# Task data start

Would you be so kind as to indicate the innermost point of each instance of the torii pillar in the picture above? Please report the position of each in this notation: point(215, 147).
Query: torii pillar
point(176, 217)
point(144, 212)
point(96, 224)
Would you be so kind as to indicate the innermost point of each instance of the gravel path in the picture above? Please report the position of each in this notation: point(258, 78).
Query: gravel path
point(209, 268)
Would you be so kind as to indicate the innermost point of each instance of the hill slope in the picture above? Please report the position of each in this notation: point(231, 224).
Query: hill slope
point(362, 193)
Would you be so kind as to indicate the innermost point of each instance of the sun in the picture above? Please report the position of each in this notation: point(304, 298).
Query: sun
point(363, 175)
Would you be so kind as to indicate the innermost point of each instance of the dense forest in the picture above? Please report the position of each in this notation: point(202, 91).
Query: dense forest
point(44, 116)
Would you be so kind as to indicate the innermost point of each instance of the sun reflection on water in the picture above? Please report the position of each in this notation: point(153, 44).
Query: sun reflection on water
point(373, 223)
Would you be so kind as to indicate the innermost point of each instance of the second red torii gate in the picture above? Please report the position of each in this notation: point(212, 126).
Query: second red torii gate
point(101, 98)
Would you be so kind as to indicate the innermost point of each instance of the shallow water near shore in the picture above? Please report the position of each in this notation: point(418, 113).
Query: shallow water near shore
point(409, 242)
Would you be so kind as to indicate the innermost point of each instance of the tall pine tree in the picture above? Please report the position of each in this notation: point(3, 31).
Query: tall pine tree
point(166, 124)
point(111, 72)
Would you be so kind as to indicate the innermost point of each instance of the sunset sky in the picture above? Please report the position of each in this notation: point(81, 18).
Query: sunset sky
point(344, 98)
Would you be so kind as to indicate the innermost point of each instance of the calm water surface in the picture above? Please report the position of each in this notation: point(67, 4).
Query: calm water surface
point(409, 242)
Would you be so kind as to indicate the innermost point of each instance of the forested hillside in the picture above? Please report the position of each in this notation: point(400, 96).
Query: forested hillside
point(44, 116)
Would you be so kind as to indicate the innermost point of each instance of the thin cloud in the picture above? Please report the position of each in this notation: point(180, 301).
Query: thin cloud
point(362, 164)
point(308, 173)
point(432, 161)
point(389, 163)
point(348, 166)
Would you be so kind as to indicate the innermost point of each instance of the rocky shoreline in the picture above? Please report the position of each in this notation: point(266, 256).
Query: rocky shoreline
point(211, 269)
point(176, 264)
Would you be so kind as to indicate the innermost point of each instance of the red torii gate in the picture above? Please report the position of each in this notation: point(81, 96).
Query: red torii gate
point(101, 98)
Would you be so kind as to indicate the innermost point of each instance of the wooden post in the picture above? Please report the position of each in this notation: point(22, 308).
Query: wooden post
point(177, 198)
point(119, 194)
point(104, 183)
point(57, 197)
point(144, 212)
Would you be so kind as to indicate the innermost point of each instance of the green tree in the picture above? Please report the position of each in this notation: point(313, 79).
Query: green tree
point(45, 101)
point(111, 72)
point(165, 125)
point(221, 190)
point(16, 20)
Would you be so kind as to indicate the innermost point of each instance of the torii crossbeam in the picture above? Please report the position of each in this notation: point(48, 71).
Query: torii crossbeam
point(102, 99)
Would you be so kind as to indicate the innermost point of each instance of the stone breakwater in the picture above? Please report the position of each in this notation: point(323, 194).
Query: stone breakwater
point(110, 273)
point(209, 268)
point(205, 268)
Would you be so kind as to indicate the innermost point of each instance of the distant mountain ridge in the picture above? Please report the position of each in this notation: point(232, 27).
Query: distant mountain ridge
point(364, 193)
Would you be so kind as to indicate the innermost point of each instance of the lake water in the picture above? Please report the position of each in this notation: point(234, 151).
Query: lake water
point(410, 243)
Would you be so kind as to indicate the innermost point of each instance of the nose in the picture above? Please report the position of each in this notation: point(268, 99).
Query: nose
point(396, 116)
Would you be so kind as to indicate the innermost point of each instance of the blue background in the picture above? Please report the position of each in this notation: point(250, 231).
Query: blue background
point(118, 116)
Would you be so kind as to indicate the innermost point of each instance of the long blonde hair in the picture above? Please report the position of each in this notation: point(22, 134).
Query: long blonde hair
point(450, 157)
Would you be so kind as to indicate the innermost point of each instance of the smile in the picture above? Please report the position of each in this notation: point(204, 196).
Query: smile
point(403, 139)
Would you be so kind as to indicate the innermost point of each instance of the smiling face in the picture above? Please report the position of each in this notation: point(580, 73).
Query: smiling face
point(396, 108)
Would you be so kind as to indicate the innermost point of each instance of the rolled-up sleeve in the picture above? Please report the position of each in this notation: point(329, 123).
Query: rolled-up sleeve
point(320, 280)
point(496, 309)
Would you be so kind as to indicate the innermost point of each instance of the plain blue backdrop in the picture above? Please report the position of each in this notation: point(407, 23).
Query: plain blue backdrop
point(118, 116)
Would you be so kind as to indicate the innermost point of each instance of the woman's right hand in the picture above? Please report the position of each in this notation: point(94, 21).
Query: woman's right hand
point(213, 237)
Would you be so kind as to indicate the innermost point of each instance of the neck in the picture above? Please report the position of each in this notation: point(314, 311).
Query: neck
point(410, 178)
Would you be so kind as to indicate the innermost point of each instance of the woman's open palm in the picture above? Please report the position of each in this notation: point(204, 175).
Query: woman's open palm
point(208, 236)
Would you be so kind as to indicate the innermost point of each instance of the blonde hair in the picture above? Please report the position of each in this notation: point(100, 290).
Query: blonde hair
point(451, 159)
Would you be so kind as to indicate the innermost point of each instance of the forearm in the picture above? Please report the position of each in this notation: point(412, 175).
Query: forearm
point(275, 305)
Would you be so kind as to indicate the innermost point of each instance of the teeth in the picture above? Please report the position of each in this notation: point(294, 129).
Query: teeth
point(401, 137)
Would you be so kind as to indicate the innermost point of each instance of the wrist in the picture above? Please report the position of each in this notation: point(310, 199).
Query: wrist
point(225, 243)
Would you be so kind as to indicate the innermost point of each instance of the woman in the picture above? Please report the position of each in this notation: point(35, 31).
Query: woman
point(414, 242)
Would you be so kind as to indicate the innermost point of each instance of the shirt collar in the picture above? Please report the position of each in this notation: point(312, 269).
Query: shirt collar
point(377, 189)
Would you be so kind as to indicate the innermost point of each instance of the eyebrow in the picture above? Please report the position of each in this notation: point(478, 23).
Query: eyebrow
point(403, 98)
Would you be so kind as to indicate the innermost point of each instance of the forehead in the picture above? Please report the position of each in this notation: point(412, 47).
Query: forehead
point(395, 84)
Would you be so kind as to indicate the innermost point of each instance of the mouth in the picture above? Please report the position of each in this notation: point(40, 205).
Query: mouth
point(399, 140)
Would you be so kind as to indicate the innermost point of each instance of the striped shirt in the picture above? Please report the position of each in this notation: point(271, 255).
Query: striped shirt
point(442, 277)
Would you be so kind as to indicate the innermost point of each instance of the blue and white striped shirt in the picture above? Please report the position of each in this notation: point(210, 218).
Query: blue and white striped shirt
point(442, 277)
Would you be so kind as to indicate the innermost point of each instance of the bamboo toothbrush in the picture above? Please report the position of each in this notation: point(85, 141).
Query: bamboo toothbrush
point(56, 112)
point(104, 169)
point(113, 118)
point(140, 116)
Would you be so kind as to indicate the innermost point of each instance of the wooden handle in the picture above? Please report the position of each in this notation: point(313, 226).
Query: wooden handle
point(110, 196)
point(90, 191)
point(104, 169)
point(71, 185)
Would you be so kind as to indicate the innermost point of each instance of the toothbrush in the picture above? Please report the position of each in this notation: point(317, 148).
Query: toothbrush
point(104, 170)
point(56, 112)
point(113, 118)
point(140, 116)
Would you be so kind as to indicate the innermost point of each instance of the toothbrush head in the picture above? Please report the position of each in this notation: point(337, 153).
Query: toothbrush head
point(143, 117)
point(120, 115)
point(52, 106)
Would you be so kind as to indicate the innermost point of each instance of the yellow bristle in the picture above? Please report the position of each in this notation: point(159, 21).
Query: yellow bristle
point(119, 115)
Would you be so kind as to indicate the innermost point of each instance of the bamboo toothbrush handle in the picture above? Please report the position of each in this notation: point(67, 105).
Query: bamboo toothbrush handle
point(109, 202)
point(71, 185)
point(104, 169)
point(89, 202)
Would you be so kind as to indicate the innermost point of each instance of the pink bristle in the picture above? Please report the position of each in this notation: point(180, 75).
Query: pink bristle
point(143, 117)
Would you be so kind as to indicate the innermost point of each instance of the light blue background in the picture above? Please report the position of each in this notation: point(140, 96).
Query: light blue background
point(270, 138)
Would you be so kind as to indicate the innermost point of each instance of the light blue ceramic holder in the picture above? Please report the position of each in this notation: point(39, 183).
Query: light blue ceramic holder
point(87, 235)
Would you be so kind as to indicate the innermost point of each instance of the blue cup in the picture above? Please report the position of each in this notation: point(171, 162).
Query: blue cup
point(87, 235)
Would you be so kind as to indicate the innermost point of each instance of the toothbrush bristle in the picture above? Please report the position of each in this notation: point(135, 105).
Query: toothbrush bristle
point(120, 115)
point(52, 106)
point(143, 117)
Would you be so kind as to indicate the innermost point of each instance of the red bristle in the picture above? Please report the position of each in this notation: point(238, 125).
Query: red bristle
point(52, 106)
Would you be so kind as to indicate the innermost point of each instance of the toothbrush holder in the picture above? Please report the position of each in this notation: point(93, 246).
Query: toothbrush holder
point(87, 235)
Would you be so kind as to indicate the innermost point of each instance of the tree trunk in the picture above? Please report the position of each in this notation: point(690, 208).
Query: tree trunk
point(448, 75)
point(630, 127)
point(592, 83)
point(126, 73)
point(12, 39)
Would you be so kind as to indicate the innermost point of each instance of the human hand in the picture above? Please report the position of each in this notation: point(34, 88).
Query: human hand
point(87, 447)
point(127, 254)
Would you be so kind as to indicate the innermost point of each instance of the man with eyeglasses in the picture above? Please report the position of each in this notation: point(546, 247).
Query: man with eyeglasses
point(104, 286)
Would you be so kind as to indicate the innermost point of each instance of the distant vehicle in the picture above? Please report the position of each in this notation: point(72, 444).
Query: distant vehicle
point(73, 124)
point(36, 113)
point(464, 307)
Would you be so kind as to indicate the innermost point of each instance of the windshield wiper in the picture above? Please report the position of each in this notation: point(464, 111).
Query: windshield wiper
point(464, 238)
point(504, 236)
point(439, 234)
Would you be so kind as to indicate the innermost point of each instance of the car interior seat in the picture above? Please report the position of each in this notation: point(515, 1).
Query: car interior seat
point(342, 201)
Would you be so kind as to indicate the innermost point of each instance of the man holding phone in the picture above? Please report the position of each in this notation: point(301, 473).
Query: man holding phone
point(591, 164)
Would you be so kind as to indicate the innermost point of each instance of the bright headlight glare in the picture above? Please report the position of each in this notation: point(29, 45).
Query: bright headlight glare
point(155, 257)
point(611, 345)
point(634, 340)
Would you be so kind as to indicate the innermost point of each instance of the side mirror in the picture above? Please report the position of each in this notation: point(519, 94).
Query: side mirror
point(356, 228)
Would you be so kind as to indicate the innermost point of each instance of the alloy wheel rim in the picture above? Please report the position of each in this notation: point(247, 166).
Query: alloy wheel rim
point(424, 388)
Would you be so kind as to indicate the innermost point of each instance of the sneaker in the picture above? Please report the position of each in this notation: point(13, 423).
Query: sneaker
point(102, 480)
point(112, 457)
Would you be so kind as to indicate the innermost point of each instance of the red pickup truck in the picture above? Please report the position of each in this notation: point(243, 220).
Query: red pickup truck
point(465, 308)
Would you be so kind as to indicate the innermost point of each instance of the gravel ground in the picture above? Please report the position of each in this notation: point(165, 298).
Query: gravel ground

# Task data end

[Stated problem]
Take the lines from the one containing "notation: point(247, 166)." to the last line of the material above and write them out exactly.

[Response to the task]
Would you be so kind as to indicate the innermost point of each instance of the alloy wheel rim in the picture above? Please report the position of each in this notation: point(247, 166).
Query: alloy wheel rim
point(424, 388)
Would you be so kind as to indicate the innermost point of each instance of the sneaker in the picture above? Please report the position of each in this notation: point(13, 423).
Query: sneaker
point(102, 480)
point(112, 457)
Would you be so kind as to indicate the innermost point of each instance of the red pickup truck in the picture above? Please report the position of each in this notation: point(243, 220).
Query: red pickup truck
point(465, 308)
Would you be so kind as to indicate the innermost point of each instance of the gravel ground in the picture above? Please report the position of each in this notation: point(165, 298).
Query: gravel ground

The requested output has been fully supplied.